Can you set down the records below word for word, leaving out the pictures?
>> Start Data
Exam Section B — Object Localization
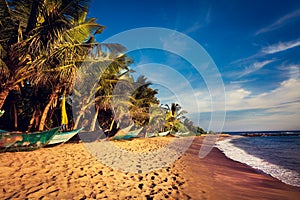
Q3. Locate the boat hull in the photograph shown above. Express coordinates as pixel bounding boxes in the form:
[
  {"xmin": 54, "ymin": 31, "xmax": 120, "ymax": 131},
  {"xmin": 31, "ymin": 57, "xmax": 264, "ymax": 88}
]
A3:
>> End Data
* **Output**
Exam Section B — Object Localization
Q3. Locate the boat hull in the photograph shown above. Express coordinates as pixel bounding boxes in the form:
[
  {"xmin": 54, "ymin": 31, "xmax": 120, "ymax": 131},
  {"xmin": 31, "ymin": 57, "xmax": 264, "ymax": 88}
]
A3:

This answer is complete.